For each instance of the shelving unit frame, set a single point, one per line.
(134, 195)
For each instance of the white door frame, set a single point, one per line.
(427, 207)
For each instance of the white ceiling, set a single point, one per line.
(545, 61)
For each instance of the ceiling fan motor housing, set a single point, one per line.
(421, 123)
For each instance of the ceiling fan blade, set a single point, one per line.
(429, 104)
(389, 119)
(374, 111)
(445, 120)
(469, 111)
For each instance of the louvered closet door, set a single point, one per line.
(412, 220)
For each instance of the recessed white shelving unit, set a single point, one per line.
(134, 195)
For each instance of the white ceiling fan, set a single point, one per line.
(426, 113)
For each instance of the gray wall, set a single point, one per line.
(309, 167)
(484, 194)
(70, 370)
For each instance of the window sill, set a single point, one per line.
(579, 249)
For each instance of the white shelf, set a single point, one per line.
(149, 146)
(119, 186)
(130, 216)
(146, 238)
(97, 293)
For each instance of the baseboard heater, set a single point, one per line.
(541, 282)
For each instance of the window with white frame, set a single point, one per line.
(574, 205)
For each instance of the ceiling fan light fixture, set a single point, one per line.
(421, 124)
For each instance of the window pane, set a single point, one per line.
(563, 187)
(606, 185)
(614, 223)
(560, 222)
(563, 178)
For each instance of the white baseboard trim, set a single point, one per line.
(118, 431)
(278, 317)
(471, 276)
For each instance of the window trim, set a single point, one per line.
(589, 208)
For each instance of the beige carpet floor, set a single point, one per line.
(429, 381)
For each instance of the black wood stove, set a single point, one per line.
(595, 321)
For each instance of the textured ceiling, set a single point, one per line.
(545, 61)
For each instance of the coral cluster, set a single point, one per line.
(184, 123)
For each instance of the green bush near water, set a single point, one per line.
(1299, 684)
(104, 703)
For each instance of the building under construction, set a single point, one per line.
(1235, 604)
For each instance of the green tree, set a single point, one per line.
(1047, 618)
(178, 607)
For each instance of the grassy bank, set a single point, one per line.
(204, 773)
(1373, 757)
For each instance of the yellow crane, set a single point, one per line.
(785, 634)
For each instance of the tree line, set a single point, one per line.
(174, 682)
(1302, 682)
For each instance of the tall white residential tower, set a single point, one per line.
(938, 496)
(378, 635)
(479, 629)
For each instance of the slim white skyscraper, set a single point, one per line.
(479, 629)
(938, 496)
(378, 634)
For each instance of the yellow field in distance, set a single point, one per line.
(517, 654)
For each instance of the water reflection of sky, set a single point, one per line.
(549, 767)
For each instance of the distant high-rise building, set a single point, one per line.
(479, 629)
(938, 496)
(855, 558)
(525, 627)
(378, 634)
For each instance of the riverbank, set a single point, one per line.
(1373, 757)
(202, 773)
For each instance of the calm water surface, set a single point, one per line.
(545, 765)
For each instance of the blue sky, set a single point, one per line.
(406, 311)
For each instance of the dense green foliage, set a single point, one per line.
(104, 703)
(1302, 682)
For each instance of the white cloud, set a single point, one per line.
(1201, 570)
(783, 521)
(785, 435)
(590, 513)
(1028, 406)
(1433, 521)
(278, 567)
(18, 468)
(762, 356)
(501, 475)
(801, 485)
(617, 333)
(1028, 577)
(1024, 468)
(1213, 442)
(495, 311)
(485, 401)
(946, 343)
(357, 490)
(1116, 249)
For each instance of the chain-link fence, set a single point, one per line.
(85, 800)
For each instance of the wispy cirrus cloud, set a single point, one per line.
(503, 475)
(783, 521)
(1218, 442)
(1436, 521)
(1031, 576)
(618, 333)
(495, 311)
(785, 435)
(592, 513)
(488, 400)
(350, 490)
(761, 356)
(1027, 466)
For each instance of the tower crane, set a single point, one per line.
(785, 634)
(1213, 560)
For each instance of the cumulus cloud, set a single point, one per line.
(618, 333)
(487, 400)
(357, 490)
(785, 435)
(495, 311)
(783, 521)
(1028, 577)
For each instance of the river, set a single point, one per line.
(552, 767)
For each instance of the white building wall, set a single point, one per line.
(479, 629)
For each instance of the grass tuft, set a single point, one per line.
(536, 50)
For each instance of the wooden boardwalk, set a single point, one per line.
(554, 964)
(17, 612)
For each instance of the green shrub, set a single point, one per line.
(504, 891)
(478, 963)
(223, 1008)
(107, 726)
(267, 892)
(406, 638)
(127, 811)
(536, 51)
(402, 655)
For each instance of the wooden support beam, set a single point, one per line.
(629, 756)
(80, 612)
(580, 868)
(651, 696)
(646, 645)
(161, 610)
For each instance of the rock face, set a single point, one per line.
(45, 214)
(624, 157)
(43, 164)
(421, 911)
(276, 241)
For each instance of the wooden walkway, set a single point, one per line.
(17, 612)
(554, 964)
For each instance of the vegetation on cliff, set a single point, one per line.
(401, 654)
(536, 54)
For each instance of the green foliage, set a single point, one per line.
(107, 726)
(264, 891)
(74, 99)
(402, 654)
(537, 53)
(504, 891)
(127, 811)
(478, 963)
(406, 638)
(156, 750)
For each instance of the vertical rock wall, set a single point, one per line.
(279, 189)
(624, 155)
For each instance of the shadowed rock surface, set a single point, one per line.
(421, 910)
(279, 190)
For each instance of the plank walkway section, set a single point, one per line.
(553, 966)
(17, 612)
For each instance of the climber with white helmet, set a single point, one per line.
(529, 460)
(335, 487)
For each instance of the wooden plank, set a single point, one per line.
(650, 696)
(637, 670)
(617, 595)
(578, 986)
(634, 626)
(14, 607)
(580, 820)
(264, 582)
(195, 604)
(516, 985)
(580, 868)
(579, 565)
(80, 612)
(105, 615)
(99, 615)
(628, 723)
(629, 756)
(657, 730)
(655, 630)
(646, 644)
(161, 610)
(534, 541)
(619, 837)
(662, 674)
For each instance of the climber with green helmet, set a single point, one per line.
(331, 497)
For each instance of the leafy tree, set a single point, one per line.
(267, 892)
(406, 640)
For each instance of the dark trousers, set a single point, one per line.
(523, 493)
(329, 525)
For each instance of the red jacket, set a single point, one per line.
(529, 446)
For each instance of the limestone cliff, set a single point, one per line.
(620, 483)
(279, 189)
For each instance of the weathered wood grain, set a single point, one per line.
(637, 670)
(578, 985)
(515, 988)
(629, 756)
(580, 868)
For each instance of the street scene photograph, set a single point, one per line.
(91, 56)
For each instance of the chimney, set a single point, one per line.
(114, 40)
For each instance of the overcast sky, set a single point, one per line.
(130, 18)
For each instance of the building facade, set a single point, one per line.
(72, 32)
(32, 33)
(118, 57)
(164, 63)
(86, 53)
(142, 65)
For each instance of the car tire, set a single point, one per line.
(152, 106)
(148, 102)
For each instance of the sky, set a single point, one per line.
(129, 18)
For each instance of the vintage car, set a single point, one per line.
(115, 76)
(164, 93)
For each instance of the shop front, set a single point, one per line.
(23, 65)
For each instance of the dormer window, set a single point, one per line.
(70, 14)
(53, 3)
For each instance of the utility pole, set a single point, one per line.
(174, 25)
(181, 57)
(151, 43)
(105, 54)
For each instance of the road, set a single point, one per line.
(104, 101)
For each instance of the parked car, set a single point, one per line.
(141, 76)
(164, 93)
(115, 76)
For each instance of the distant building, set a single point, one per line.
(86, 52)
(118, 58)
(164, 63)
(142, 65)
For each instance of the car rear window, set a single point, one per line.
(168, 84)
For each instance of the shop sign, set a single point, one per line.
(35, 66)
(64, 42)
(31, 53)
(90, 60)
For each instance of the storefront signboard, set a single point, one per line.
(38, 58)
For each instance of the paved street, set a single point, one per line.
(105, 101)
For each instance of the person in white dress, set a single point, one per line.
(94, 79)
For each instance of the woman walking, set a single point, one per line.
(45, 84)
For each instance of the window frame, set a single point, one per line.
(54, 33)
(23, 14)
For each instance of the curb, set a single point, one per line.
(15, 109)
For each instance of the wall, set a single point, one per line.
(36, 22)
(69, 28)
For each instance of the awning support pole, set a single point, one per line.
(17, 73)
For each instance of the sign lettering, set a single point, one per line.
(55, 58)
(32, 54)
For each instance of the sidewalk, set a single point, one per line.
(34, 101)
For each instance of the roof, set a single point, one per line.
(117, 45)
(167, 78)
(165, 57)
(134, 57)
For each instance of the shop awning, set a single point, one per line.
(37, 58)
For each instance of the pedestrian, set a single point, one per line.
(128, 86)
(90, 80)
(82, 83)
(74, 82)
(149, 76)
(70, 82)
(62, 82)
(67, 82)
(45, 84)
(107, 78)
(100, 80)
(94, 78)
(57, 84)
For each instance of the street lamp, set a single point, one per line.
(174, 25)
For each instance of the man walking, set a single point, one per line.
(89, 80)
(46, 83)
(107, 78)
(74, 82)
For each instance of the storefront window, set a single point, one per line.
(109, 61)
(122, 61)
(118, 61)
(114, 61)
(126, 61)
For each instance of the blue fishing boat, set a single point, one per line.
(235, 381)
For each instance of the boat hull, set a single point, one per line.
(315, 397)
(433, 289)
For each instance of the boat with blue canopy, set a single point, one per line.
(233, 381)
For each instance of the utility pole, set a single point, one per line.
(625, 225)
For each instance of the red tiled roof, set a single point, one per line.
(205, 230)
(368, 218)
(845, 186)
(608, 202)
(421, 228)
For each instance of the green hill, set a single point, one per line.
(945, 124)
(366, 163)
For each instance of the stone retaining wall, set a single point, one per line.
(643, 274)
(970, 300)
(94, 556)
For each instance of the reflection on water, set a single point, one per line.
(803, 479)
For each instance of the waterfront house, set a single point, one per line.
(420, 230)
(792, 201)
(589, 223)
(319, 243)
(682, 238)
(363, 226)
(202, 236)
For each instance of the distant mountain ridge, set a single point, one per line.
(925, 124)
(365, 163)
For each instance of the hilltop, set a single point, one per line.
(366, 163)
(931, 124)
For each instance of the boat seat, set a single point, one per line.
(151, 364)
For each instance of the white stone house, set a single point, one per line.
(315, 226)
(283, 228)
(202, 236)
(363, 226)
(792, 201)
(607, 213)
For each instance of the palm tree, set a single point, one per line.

•••

### [Task details]
Exactly reproduce the lines that run from the line with "For each instance of the boat hull, set" through the last line of the records, inclusive.

### [Exercise result]
For each instance of the boat hull, set a single point, one per line.
(315, 397)
(433, 289)
For each instance of the boat with blue canopy, set a single point, one per line.
(233, 381)
For each instance of the utility pole, set a single point, one per line.
(625, 225)
For each instance of the red tiled roof, set a single point, one per line.
(205, 230)
(368, 218)
(845, 186)
(608, 202)
(421, 228)
For each instance of the green hill, set a single point, one per line.
(945, 124)
(366, 163)
For each instance of the stone retaining wall, set a single point, one per line.
(643, 274)
(970, 300)
(94, 556)
For each instance of the reflection on water, set a single point, one per line.
(803, 479)
For each instance of the waterfront house, set a single point, one per line.
(420, 230)
(792, 201)
(589, 223)
(319, 243)
(682, 238)
(363, 226)
(202, 236)
For each instance of the distant mountain ridge, set a single point, one per line.
(925, 124)
(365, 163)
For each instance of the hilltop, set a single point, one per line.
(366, 163)
(931, 124)
For each instance of the boat seat, set a single point, one per line.
(151, 364)
For each instance of the white stone house, set a single point, one per line.
(315, 226)
(283, 228)
(202, 236)
(363, 226)
(792, 201)
(607, 213)
For each instance of the palm tree, set a single point, one per line.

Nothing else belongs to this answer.